DATA TO EXAMINE
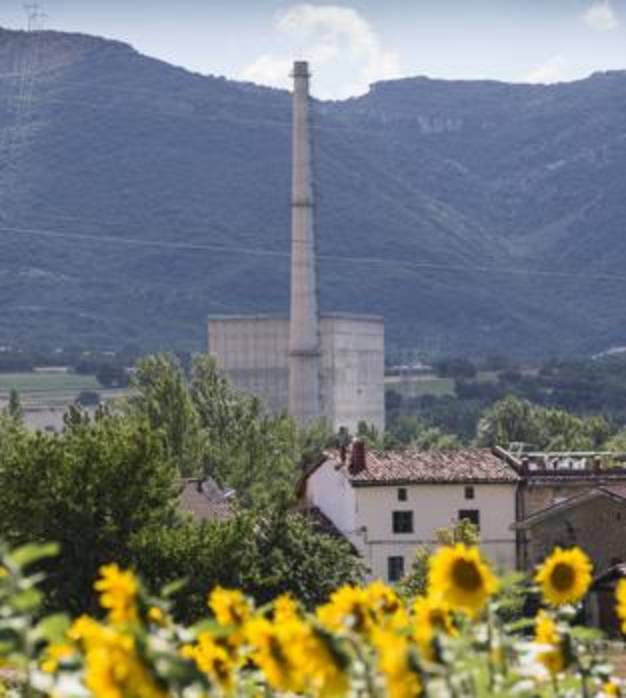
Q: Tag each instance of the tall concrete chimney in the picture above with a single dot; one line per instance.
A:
(304, 325)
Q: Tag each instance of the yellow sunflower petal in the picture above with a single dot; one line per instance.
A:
(564, 577)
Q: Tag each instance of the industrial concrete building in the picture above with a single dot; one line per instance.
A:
(312, 365)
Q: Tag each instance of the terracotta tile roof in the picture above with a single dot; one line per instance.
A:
(204, 500)
(458, 465)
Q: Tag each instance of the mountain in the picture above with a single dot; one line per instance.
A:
(136, 198)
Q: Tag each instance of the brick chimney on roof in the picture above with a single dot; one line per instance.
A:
(357, 457)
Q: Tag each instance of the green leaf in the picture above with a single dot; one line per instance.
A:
(28, 554)
(173, 588)
(53, 628)
(27, 600)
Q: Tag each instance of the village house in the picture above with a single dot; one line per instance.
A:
(552, 477)
(389, 504)
(204, 500)
(593, 520)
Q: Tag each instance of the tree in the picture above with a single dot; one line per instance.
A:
(163, 399)
(88, 398)
(513, 419)
(14, 408)
(455, 368)
(410, 430)
(247, 450)
(509, 420)
(264, 554)
(110, 376)
(89, 489)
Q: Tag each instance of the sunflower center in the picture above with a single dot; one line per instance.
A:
(562, 576)
(438, 619)
(466, 576)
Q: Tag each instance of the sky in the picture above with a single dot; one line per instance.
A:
(352, 44)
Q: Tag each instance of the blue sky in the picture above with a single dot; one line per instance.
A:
(351, 44)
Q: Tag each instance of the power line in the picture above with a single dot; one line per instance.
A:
(261, 252)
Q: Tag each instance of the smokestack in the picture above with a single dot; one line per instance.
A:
(304, 330)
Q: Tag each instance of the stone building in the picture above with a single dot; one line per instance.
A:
(389, 504)
(594, 520)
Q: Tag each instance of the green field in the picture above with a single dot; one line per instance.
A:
(421, 385)
(46, 383)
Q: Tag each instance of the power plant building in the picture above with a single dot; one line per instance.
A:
(312, 365)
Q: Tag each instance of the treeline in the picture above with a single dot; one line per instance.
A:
(111, 368)
(107, 489)
(583, 388)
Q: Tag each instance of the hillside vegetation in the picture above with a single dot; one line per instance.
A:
(470, 185)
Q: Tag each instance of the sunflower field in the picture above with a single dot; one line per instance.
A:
(364, 642)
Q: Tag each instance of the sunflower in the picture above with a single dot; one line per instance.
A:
(118, 591)
(564, 577)
(620, 595)
(461, 578)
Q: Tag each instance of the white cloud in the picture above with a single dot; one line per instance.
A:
(553, 70)
(601, 16)
(345, 53)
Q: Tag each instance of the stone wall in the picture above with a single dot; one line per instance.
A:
(598, 526)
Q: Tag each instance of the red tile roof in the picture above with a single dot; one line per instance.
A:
(407, 466)
(203, 499)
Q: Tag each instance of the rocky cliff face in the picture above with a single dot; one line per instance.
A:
(136, 198)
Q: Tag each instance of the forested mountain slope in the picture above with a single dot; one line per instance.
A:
(441, 204)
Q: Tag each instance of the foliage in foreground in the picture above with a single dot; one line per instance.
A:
(363, 642)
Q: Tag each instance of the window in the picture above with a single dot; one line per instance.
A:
(395, 568)
(402, 521)
(472, 515)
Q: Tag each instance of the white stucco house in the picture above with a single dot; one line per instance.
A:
(388, 504)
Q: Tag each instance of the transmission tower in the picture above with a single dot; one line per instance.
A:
(35, 16)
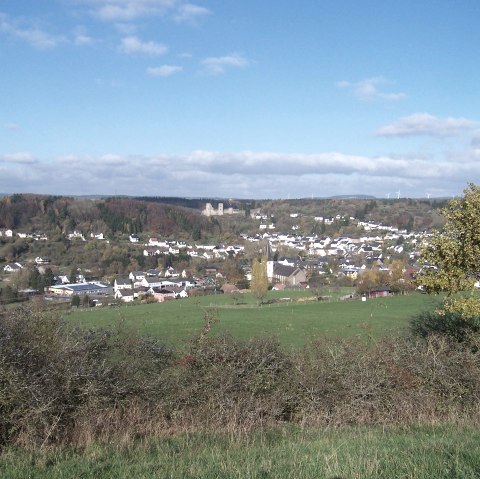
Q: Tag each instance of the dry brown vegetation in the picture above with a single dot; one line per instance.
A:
(67, 386)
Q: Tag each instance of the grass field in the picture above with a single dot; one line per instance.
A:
(293, 323)
(415, 452)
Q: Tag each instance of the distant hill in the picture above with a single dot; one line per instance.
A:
(61, 214)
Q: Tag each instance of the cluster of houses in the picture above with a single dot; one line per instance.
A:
(160, 287)
(352, 255)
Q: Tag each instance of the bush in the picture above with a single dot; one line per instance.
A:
(66, 386)
(50, 374)
(450, 324)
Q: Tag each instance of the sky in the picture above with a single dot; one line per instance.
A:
(239, 98)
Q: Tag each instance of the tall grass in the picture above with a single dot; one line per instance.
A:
(71, 387)
(426, 452)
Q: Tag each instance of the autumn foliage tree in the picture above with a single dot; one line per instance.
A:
(259, 283)
(452, 256)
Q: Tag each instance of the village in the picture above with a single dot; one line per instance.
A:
(293, 260)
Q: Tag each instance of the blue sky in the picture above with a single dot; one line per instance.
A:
(246, 99)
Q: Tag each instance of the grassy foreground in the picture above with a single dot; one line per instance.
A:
(293, 323)
(436, 452)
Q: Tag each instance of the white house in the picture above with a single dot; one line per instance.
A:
(12, 267)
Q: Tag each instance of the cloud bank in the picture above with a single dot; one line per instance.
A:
(245, 174)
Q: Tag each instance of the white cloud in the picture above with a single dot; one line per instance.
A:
(218, 65)
(164, 70)
(128, 10)
(19, 157)
(189, 12)
(426, 124)
(240, 174)
(368, 89)
(34, 36)
(133, 45)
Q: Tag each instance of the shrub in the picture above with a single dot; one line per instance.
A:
(451, 324)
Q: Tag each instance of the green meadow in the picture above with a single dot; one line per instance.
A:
(416, 452)
(294, 319)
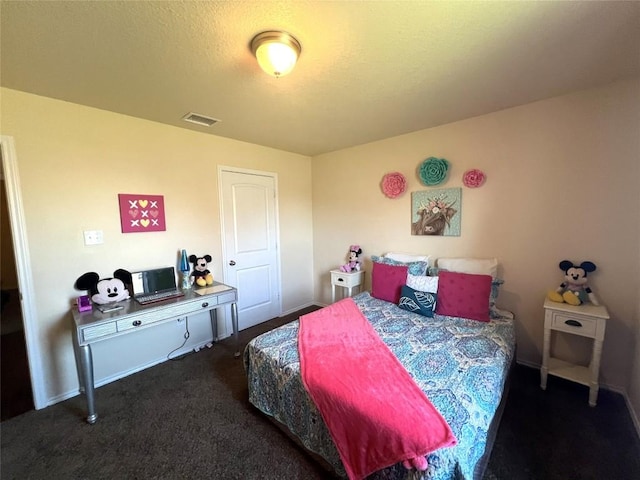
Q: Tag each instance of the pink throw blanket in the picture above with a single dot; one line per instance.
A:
(375, 412)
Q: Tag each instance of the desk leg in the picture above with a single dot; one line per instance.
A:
(544, 370)
(595, 369)
(213, 315)
(234, 322)
(86, 358)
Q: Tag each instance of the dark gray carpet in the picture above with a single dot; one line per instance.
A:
(190, 418)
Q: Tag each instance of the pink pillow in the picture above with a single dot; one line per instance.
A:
(464, 295)
(387, 281)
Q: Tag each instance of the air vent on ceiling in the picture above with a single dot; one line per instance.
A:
(200, 119)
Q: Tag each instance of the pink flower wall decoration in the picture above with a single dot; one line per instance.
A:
(393, 184)
(473, 178)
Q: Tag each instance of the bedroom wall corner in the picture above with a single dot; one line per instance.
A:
(74, 160)
(557, 171)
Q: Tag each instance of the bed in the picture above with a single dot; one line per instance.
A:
(461, 364)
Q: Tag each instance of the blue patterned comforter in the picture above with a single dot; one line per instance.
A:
(460, 364)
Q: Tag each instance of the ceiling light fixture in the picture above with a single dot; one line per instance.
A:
(276, 52)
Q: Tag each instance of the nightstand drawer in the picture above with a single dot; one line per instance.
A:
(343, 279)
(586, 327)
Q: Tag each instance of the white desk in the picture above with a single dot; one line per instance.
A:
(94, 326)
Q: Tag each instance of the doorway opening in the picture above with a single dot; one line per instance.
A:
(15, 382)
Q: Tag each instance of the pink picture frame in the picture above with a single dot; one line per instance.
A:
(141, 213)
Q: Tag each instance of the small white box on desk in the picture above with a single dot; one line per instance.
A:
(346, 280)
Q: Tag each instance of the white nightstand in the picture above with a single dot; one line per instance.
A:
(346, 280)
(586, 320)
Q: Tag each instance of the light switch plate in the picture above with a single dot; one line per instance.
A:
(93, 237)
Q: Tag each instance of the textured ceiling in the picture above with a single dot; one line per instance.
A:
(368, 70)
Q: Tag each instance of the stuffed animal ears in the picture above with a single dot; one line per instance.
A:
(124, 275)
(194, 258)
(88, 281)
(586, 266)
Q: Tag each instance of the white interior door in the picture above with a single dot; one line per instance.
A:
(250, 243)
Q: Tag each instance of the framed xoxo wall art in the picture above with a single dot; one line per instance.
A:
(141, 213)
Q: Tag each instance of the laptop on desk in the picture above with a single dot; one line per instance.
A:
(155, 285)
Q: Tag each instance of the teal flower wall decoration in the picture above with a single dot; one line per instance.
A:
(433, 171)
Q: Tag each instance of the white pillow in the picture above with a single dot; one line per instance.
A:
(408, 258)
(422, 283)
(478, 266)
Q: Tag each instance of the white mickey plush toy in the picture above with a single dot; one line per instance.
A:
(107, 290)
(353, 265)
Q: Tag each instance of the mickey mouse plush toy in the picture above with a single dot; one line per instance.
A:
(201, 276)
(107, 290)
(574, 290)
(353, 265)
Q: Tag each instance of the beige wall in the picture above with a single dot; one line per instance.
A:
(74, 160)
(562, 181)
(562, 176)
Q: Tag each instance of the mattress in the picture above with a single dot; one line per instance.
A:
(462, 366)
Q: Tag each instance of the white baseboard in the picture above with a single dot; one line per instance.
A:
(613, 388)
(293, 310)
(632, 412)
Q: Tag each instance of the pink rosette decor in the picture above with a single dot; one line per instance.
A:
(393, 184)
(473, 178)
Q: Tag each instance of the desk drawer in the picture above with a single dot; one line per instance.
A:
(575, 324)
(91, 333)
(134, 322)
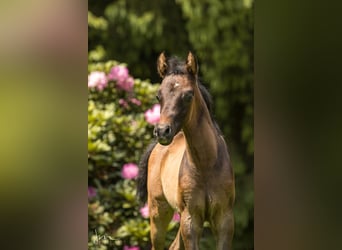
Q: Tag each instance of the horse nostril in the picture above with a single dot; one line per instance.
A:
(168, 130)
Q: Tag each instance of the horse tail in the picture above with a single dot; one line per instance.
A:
(142, 177)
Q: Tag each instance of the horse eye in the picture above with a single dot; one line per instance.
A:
(187, 97)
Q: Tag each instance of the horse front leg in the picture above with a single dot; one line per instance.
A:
(177, 244)
(223, 228)
(191, 227)
(160, 216)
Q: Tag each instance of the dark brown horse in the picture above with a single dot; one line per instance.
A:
(188, 169)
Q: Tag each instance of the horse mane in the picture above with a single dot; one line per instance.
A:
(177, 66)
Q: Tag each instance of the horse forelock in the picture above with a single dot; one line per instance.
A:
(176, 66)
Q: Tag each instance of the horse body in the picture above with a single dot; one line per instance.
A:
(189, 169)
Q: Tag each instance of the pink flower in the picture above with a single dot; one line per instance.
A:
(131, 248)
(144, 211)
(126, 84)
(123, 103)
(97, 79)
(152, 115)
(129, 171)
(118, 73)
(122, 78)
(135, 101)
(91, 192)
(176, 217)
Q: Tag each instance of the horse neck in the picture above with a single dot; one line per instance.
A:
(201, 135)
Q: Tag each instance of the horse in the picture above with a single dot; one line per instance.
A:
(187, 168)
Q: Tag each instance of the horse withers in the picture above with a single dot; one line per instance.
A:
(188, 168)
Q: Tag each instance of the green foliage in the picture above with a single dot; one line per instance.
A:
(220, 33)
(117, 134)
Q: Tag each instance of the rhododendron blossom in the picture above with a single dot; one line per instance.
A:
(176, 217)
(97, 79)
(91, 192)
(129, 171)
(120, 75)
(131, 248)
(144, 211)
(152, 115)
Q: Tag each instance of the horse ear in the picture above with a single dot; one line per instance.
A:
(191, 64)
(161, 65)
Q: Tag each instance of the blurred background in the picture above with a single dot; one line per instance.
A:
(129, 35)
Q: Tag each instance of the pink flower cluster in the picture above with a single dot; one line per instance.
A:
(97, 79)
(118, 73)
(152, 115)
(91, 192)
(122, 78)
(144, 211)
(129, 171)
(131, 248)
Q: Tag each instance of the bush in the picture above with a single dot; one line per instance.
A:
(118, 132)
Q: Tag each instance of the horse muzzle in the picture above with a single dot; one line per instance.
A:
(164, 134)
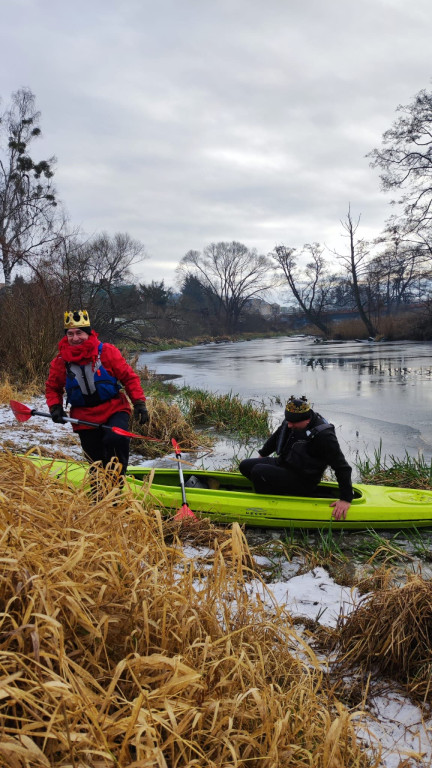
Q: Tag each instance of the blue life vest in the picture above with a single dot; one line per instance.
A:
(90, 385)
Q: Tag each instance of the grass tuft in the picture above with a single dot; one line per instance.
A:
(117, 651)
(391, 632)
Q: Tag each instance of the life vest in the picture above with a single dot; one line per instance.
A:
(295, 453)
(91, 384)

TASK STATEMENT
Copy out each line of the data containing the string "vest".

SOLUTION TO THE PROBLEM
Q: Tag each instance of the blue life vest in the picture above with a single dot; one line per instance.
Q: Tag each instance of the life vest in the picture above with a single dot; one line per instance.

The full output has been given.